▶ [Selected extract]:
☆ ☆ ☆ ☆ ☆ ☆ ☆

Welcome to the 2019 season, where—Matt Olson, you get an injury! Scooter Gennett, you get an injury! EVERYONE GETS AN INJURY! At least it certainly feels that way to me, having lost Olson and Gennett in several leagues; sorry to you fantasy leaguers who also drew the short straw. Although games have yet to start for 28 of the 30 teams, thanks largely in part to injuries (but also due to contracts and roster announcements), there has still been plenty of roster movement. While everyone knows to rush to grab Matt Strahm and Bryse Wilson, hitters isn’t always as easy. I got you, bro. To help out for as many leagues as I can, we’ll start shallow and then go deeper. While I use ESPN’s Added/Dropped as a guide, I recommend players for whom I feel the juice is worth the roster squeeze. And since I’m giddy for the REAL opening day, I’ll give you a few bonus write-ups—free of charge.
Fernando Tatis Jr. (SS, San Diego Padres) – If you are not sure if Tatis is owned in your league, pause reading this article and check immediately. If he’s unowned, add him now; if you need to bid, throw oodles of FAAB at him. Okay, now continue. This has been arguably the biggest shakeup of the spring, as many experts didn’t even expect him to see significant time in the majors in 2019. But the talent should play immediately. The 20-year-old prospect is not without his flaws—namely, a propensity to swing and miss—but he does have 30 home run, 15 stolen base ability that may be mostly ready now. He’s the second most exciting fantasy prospect in the game behind Vladimir Guerrero Jr., and congrats to those of you who drafted him on a whim. Add in all leagues and hope for immediate stardom.

☆ ☆ ☆ ☆ ☆ ☆ ☆

(Position annotation records)
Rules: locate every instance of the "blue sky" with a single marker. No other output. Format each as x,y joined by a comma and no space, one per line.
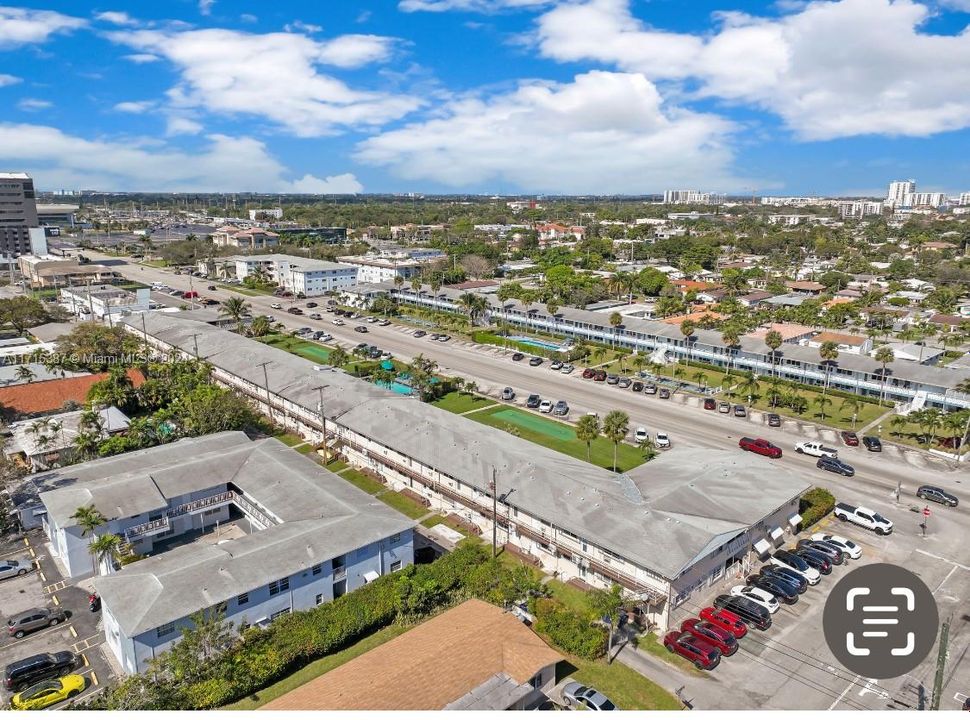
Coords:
491,96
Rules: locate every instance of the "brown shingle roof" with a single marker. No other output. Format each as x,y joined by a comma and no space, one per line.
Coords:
430,666
48,395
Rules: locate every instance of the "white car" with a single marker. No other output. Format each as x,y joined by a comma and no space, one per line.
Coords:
844,544
764,598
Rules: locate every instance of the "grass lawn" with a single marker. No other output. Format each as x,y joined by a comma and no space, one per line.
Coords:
559,436
317,668
368,484
624,686
458,403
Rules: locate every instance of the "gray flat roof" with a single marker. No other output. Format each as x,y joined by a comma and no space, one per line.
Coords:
607,509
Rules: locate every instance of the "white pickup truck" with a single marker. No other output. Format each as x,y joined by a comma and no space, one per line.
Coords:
863,517
815,449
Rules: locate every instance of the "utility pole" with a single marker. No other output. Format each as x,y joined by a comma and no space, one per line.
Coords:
940,665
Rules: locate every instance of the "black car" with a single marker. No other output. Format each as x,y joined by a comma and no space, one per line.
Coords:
834,554
33,669
783,591
748,610
786,575
835,465
816,560
931,492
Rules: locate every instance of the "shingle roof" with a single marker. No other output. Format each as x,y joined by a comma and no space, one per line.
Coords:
431,666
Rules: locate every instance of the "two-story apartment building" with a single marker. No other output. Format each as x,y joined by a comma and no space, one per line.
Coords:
663,532
302,536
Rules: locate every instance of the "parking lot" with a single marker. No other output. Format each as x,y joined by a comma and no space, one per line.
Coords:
45,588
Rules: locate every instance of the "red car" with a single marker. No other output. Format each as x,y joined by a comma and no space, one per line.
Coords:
716,636
760,446
726,620
700,652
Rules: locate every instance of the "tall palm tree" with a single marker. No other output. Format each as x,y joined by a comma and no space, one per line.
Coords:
884,355
587,430
616,425
773,340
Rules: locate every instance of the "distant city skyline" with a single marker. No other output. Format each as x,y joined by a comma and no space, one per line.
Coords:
508,97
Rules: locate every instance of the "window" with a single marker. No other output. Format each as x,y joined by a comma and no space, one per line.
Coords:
278,586
165,630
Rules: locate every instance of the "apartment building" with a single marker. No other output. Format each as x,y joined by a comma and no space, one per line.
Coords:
292,536
663,532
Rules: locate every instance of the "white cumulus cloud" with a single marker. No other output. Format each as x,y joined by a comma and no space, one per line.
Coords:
219,163
829,69
276,76
601,133
22,26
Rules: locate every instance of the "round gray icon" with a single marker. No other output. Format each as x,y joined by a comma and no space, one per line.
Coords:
880,621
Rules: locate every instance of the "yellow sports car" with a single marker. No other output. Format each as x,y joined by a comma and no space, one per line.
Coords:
47,693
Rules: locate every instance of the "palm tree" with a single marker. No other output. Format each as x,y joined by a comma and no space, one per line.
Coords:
235,309
829,353
616,425
587,430
884,355
687,330
773,340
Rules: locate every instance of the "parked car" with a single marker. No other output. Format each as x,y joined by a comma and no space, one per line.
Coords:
698,650
844,544
48,692
30,670
724,619
757,595
717,636
781,590
34,619
833,553
840,467
936,494
751,612
13,567
574,694
785,559
760,446
816,560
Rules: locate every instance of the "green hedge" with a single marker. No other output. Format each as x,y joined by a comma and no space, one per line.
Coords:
814,505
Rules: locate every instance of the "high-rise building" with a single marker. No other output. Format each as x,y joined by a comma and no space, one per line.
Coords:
898,190
18,217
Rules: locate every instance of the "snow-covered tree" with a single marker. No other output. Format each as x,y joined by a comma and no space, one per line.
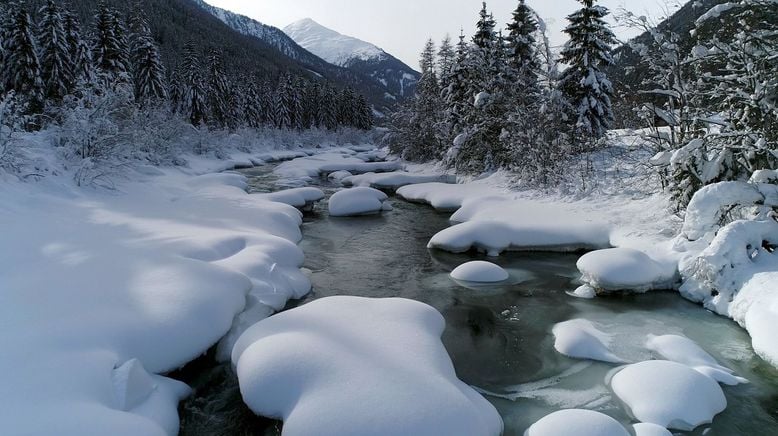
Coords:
55,57
80,52
111,51
21,67
219,92
193,94
584,82
147,69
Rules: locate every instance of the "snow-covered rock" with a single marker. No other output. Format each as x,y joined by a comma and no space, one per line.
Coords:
356,366
581,339
683,350
576,422
358,201
668,394
480,272
395,180
625,269
648,429
301,198
495,237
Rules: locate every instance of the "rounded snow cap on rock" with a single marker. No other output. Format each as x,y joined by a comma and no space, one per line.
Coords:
480,272
576,422
669,394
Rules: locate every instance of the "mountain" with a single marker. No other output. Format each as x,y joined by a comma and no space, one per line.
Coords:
628,73
276,38
359,56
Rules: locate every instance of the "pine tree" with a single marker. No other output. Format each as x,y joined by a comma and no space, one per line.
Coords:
80,53
193,96
218,91
446,60
21,67
148,71
521,46
56,67
111,49
584,83
485,35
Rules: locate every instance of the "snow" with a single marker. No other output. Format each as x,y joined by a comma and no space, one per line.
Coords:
576,422
581,339
330,45
685,351
104,290
669,394
358,201
648,429
302,171
618,269
355,366
300,198
480,272
395,180
704,211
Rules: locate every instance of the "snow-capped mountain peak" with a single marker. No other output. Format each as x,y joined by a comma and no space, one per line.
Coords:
330,45
398,79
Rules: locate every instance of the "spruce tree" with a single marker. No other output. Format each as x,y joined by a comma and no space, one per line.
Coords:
111,49
21,67
193,96
78,48
56,67
584,83
148,71
218,91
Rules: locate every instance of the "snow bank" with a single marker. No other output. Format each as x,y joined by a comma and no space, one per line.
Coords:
703,214
301,198
625,269
495,237
668,394
358,201
756,309
581,339
647,429
448,197
395,180
685,351
356,366
480,272
576,422
101,291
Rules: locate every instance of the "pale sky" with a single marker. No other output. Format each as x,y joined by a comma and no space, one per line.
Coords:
401,27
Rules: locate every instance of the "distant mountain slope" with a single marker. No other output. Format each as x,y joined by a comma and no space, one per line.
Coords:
283,44
363,57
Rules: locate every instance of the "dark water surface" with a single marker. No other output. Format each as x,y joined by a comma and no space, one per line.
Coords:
499,337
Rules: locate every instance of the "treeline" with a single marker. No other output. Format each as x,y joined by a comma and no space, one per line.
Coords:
708,101
499,101
50,65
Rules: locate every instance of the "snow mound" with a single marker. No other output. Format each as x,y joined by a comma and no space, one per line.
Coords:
576,422
648,429
300,198
581,339
495,237
395,180
480,272
685,351
625,269
358,201
357,366
756,308
669,394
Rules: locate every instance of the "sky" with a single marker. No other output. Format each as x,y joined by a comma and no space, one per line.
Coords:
401,27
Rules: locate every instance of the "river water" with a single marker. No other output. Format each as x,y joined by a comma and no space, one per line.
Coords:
499,337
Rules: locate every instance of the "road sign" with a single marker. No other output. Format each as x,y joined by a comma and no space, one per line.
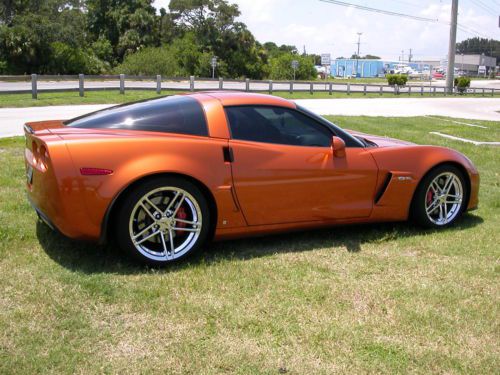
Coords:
295,66
326,59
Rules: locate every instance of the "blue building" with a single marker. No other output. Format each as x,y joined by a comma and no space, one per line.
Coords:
367,68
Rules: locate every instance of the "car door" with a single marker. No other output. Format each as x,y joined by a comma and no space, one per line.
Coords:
284,170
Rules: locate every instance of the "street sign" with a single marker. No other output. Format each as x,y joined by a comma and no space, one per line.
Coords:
295,66
326,59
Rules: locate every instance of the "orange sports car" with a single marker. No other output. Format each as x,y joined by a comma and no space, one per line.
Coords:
163,176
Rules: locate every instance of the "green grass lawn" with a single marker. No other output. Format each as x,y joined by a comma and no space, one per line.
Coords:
383,298
112,97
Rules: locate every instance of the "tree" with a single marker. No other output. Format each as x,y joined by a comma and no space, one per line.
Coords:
128,25
29,30
213,22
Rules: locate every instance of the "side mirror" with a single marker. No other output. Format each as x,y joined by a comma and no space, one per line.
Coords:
338,147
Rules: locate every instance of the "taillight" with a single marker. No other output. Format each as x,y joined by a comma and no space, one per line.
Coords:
40,156
43,158
95,171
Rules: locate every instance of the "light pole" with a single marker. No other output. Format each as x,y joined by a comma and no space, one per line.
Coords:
357,56
452,47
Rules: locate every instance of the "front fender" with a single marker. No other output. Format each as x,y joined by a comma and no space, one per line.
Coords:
407,166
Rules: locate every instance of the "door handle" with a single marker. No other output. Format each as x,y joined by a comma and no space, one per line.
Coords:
227,153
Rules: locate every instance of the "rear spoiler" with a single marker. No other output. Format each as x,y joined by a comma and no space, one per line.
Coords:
33,127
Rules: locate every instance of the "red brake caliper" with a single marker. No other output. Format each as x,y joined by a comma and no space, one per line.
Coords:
181,214
429,197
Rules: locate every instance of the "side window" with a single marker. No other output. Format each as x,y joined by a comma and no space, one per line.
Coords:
174,114
276,125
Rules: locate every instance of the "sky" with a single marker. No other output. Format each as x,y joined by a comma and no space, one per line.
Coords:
327,28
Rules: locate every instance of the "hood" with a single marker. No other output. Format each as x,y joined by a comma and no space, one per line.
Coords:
379,140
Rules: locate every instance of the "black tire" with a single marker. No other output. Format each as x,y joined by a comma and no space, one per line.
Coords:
425,197
133,218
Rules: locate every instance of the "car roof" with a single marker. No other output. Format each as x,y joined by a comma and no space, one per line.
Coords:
231,98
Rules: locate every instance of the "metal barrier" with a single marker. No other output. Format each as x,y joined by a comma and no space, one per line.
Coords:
158,83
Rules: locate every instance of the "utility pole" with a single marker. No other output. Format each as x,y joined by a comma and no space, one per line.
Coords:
450,74
357,56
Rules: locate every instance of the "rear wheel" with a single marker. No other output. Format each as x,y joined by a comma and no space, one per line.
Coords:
440,198
163,220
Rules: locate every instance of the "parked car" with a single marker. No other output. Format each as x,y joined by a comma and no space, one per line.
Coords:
166,175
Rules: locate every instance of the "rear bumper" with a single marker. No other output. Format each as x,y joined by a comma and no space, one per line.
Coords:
42,216
474,191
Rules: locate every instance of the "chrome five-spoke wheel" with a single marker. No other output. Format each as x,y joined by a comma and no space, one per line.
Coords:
444,198
441,197
166,220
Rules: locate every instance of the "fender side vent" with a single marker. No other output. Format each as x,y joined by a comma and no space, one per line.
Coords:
383,188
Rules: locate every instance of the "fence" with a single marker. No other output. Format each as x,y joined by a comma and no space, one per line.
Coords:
82,83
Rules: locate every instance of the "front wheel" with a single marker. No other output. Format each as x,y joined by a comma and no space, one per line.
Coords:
440,198
163,220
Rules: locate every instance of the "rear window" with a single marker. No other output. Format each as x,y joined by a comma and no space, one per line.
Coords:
173,114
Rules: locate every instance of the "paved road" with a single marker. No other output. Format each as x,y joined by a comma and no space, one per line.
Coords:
234,85
12,119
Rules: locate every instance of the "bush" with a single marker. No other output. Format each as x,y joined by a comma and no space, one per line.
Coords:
69,60
397,79
150,61
462,83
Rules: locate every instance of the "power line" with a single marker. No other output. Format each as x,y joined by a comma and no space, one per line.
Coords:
407,3
482,5
381,11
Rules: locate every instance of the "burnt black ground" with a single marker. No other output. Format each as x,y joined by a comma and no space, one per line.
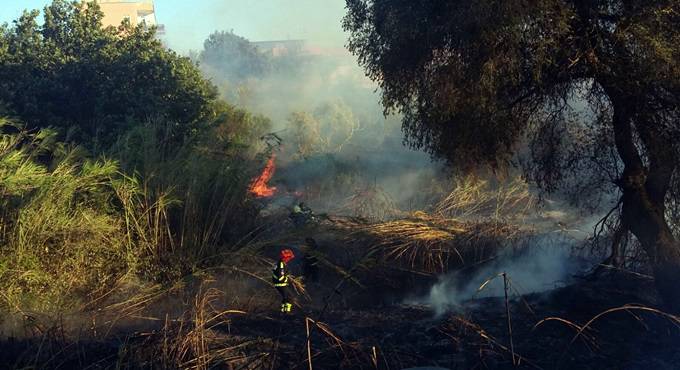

☆ ☆ ☆ ☆ ☆ ☆ ☆

▶ [Directions for this task]: From the fantasy baseball text, return the stretch from "Welcome to the" through "write-ups—free of charge.", word for word. Rely only on the text to complete these tasks.

▶ [Result of this task]:
Welcome to the 2019 season, where—Matt Olson, you get an injury! Scooter Gennett, you get an injury! EVERYONE GETS AN INJURY! At least it certainly feels that way to me, having lost Olson and Gennett in several leagues; sorry to you fantasy leaguers who also drew the short straw. Although games have yet to start for 28 of the 30 teams, thanks largely in part to injuries (but also due to contracts and roster announcements), there has still been plenty of roster movement. While everyone knows to rush to grab Matt Strahm and Bryse Wilson, hitters isn’t always as easy. I got you, bro. To help out for as many leagues as I can, we’ll start shallow and then go deeper. While I use ESPN’s Added/Dropped as a guide, I recommend players for whom I feel the juice is worth the roster squeeze. And since I’m giddy for the REAL opening day, I’ll give you a few bonus write-ups—free of charge.